The task => Repeat exactly the lines from the line containing "Target: blurred stadium background" to the last line of the listing, including both.

****

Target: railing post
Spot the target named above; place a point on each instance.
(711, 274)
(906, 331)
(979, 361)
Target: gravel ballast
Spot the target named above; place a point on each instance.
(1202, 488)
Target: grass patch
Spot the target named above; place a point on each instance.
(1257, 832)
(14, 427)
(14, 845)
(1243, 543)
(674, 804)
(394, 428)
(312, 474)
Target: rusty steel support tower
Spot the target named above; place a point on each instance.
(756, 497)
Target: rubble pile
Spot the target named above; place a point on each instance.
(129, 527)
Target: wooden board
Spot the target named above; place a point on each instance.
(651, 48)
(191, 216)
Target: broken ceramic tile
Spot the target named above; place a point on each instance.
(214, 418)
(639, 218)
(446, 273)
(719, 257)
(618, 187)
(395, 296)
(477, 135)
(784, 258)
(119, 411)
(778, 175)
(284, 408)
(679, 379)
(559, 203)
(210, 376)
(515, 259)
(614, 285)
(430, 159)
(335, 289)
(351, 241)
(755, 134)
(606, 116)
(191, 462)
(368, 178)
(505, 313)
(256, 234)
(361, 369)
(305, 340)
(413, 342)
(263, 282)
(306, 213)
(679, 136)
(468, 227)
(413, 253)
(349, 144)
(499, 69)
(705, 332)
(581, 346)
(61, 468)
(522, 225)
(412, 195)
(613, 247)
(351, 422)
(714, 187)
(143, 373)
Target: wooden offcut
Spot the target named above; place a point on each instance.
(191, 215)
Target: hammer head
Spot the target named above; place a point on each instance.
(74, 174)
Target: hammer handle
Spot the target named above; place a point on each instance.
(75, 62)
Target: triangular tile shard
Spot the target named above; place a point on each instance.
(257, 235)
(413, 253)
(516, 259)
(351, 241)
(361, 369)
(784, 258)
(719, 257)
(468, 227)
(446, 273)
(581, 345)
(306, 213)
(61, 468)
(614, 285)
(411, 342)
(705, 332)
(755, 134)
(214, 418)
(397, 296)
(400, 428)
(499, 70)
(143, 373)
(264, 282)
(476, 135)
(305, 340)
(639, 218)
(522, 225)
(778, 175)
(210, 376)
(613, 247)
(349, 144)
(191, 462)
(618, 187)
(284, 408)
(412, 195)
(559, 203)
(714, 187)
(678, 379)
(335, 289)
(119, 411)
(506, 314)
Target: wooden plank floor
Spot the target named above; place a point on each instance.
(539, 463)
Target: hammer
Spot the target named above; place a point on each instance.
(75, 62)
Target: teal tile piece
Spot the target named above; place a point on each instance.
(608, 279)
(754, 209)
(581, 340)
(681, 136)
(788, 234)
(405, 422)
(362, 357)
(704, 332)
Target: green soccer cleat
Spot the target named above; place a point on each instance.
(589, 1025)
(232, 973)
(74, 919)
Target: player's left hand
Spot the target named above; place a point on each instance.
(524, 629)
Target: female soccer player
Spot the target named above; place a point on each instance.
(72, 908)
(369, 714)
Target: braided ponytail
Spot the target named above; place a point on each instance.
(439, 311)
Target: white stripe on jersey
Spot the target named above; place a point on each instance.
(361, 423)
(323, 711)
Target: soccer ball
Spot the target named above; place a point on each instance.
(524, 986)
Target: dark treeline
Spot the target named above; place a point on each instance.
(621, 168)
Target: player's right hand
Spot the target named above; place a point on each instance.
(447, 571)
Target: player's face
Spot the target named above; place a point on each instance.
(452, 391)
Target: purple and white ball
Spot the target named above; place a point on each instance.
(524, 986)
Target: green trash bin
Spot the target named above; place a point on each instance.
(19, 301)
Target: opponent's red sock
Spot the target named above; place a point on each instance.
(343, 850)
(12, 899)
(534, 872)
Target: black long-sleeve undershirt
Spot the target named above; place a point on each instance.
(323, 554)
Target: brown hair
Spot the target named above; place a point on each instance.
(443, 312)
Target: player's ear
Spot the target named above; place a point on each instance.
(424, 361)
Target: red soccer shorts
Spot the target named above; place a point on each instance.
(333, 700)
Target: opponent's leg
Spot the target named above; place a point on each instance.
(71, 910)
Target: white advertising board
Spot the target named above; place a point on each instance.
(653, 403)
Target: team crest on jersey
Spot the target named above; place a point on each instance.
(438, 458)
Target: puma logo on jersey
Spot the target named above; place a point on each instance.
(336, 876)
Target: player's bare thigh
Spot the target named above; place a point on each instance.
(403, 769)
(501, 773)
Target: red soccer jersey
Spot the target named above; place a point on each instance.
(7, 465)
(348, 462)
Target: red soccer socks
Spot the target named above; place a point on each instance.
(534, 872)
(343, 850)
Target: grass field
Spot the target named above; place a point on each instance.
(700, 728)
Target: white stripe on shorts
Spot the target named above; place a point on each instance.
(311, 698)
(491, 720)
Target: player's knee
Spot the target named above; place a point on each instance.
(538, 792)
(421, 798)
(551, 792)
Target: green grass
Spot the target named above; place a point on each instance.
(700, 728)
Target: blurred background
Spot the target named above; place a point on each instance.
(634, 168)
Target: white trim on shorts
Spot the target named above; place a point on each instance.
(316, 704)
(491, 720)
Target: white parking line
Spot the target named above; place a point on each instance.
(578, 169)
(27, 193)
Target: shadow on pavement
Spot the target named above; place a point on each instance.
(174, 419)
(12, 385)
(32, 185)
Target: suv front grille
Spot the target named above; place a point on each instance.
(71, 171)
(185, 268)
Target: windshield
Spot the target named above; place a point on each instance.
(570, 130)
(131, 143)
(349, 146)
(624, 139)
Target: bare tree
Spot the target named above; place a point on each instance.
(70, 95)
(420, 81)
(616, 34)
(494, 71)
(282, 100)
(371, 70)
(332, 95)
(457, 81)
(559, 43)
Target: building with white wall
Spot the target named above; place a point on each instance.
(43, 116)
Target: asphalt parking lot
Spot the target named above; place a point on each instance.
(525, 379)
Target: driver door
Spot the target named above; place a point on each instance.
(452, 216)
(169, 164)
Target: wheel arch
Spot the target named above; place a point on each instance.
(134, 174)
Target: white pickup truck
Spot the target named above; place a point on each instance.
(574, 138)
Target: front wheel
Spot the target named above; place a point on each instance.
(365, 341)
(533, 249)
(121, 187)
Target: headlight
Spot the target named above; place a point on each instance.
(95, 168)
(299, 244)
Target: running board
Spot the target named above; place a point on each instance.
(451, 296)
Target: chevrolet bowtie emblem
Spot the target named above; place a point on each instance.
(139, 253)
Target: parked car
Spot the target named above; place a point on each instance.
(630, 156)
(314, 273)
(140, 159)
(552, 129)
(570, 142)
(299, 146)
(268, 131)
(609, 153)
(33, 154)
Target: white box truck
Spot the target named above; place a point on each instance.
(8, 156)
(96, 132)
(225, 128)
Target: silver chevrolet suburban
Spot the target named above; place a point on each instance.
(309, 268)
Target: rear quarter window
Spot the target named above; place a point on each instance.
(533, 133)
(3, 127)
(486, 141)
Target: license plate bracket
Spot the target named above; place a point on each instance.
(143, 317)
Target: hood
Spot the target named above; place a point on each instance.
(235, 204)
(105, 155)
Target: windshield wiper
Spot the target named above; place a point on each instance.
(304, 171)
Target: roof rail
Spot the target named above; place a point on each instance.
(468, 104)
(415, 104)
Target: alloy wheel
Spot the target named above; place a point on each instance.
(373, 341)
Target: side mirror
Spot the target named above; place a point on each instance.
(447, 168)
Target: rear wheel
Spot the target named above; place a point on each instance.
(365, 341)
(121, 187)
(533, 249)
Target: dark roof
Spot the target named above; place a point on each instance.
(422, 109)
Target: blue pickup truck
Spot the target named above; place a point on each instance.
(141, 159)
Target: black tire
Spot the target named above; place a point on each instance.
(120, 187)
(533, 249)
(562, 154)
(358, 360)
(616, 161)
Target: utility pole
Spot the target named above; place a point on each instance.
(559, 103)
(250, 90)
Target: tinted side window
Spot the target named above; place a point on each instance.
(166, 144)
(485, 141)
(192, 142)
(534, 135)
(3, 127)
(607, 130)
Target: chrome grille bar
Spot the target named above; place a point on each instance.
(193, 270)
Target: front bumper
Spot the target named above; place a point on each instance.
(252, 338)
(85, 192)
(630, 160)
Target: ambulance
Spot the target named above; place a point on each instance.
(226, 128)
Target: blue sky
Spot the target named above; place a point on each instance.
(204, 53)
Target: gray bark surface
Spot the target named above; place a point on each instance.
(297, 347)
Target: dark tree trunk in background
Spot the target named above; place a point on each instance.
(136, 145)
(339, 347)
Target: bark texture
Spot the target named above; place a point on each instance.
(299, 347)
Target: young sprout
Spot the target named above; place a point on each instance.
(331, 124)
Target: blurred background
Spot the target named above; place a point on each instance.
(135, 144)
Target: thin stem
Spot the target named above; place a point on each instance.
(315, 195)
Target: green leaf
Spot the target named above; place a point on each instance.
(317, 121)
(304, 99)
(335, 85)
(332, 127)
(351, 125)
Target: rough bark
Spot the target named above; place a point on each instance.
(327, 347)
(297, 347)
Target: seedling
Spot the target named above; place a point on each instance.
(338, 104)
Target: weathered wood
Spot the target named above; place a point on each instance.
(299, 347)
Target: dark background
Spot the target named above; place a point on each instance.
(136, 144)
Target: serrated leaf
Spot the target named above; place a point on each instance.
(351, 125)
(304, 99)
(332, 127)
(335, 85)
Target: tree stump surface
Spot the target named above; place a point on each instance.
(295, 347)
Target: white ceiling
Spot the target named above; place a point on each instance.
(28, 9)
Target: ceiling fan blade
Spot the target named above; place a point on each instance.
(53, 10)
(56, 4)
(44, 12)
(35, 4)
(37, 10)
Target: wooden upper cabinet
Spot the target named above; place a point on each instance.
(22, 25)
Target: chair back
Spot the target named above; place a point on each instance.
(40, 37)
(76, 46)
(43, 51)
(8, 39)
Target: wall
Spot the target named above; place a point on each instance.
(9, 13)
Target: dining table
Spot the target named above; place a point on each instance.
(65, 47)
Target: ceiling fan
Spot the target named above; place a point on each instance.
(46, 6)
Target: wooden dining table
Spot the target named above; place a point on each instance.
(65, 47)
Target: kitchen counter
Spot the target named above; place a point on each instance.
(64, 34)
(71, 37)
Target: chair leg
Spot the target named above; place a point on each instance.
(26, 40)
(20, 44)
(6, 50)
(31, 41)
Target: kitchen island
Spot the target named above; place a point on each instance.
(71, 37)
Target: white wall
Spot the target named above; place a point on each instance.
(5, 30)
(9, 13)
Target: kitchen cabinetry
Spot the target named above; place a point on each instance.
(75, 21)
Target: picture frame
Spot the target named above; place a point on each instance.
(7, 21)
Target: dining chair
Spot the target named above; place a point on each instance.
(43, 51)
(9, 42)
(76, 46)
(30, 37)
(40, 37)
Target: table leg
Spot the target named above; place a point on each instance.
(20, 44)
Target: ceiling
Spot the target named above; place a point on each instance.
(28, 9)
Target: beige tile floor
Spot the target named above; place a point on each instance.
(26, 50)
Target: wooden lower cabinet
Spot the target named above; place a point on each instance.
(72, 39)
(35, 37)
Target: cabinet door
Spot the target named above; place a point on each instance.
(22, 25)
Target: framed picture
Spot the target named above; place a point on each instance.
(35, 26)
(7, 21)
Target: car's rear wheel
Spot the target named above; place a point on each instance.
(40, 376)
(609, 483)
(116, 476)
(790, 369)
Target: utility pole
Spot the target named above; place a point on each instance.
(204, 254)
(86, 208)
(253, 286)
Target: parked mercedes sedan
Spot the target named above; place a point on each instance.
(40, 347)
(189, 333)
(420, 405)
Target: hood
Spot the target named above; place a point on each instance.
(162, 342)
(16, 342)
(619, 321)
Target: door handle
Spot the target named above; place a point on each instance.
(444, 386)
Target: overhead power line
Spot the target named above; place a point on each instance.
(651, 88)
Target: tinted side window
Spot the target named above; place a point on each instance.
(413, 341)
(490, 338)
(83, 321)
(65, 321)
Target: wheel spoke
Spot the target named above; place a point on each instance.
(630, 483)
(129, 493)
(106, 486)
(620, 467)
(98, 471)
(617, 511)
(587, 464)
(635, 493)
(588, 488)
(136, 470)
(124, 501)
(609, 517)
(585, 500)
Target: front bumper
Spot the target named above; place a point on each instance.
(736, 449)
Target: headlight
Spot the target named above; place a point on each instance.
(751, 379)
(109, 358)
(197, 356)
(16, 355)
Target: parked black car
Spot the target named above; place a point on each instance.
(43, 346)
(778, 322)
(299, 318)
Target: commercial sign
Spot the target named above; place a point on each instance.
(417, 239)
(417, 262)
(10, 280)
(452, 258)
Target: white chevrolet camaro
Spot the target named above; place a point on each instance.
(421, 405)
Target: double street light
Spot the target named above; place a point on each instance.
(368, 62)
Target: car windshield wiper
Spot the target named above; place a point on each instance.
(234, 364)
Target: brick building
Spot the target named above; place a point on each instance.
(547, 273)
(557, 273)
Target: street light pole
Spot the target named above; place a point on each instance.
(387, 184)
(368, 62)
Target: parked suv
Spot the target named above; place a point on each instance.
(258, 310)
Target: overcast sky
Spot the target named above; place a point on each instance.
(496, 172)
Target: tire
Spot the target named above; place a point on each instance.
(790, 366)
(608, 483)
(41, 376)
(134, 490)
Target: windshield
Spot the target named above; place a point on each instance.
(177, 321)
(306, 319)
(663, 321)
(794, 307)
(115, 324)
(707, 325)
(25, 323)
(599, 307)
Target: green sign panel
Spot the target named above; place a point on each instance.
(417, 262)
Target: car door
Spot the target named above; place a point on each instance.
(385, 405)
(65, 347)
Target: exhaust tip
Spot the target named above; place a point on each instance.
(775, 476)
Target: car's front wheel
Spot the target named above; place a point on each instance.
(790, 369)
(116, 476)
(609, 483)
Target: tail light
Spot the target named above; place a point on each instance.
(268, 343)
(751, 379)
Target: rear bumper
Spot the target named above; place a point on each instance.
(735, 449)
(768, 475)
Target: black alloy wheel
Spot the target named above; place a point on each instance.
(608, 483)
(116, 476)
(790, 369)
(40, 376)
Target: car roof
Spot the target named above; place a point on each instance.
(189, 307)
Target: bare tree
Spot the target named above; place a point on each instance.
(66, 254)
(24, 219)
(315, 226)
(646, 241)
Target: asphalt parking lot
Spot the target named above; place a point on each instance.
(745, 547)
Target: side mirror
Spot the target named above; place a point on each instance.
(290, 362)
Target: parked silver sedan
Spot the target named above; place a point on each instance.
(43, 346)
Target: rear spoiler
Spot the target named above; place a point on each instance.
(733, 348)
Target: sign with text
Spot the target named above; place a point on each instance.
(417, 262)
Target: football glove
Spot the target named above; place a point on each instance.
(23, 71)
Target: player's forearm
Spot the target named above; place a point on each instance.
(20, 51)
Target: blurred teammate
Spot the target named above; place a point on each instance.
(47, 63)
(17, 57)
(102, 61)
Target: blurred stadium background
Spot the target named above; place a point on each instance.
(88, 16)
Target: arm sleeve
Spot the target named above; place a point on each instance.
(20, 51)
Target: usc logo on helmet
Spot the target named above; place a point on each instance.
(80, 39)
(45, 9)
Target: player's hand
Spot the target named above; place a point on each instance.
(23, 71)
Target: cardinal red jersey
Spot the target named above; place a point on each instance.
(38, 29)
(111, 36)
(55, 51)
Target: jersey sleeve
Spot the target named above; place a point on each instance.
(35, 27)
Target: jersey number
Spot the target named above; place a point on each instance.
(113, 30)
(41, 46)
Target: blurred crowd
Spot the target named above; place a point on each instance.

****

Completed task =>
Target: blurred stadium background
Spot the target named above; place a point on each instance.
(88, 16)
Target: arm sleeve
Spot the target named above; place a point on each instance.
(20, 51)
Target: usc logo on helmet
Spot the target named above; place a point on each instance.
(80, 39)
(45, 9)
Target: player's hand
Spot the target named above; place a point on each instance.
(23, 71)
Target: cardinal red jersey
Spot the target named above; place a point on each instance.
(38, 29)
(111, 36)
(55, 51)
Target: jersey sleeve
Spot the target named above; place a point on each instance.
(35, 27)
Target: jersey number
Spot the target named above; place a point on each instance.
(113, 30)
(41, 46)
Target: blurred crowd
Spot the target named above; place a point on each instance.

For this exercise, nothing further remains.